*Arbeitsauftrag a*. Mit welchem Ereignis beginnt laut dem Textauszug die Frist zur Erhebung der Widerspruchsklage?

*Textauszug*.

____

Zur Begründung führte das Rekursgericht im Wesentlichen aus, die Widerspruchsklage sei nicht verspätet, weil die Frist zur Klagserhebung mit der Zustellung des Verteilungsbeschlusses beginne, "gegen den Widerspruch erhoben wurde". Mit der Unterlassung der Widerspruchsklage gegen den ersten Verteilungsbeschluss vom sei die Zuweisung zur zinstragenden Anlegung in Rechtskraft erwachsen, aber noch keine Grundlage für die Ausfolgung dieser Beträge getroffen worden.

____

Auszüge aus Punktannotationsdaten:
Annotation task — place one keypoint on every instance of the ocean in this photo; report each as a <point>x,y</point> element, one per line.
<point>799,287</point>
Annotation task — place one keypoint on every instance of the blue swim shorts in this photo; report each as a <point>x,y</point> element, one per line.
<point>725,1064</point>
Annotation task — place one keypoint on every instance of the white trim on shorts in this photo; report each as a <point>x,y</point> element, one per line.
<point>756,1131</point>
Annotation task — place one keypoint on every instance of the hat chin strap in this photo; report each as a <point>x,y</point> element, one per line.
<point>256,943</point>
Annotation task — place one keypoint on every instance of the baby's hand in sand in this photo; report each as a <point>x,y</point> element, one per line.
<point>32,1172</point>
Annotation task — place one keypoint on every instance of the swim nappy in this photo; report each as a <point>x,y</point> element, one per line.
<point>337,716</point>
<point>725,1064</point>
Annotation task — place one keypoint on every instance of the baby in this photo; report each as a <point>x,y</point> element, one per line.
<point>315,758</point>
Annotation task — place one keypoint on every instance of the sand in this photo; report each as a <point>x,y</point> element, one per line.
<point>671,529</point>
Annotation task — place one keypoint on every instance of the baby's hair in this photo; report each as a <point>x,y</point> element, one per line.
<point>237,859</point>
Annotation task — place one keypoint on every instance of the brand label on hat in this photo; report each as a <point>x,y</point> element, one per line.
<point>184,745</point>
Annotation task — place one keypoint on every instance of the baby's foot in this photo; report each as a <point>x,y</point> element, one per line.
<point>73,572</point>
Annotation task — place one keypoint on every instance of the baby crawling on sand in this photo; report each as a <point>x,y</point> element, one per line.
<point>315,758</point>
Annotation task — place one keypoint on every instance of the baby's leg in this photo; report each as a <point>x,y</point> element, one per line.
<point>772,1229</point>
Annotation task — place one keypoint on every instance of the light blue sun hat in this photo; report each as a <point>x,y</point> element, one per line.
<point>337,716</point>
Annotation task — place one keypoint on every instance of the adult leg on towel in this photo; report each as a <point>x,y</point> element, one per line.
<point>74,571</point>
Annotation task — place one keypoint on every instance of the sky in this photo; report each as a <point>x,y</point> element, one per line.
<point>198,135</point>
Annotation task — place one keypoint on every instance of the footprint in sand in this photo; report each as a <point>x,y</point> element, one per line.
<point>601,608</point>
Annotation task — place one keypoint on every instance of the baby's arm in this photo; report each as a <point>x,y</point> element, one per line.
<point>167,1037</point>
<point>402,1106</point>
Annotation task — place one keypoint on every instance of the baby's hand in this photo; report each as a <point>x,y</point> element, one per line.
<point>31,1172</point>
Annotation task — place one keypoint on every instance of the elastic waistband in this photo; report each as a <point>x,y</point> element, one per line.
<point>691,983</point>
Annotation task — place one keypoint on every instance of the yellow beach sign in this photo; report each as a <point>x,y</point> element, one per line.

____

*Arbeitsauftrag b*. Geben Sie aus den Datensätzen den Abschnitt von der Zeile mit „sky in this“ bis einschließlich der Zeile mit „<point>402,1106</point>“ unverändert wieder.

*Schriftliche Antwort a*. Mit der Zustellung des Verteilungsbeschlusses, gegen den Widerspruch erhoben wurde.

*Schriftliche Antwort b*.
Annotation task — place one keypoint on every instance of the sky in this photo; report each as a <point>x,y</point> element, one per line.
<point>198,135</point>
Annotation task — place one keypoint on every instance of the footprint in sand in this photo; report each as a <point>x,y</point> element, one per line.
<point>601,608</point>
Annotation task — place one keypoint on every instance of the baby's arm in this photo; report each as a <point>x,y</point> element, one per line.
<point>167,1037</point>
<point>402,1106</point>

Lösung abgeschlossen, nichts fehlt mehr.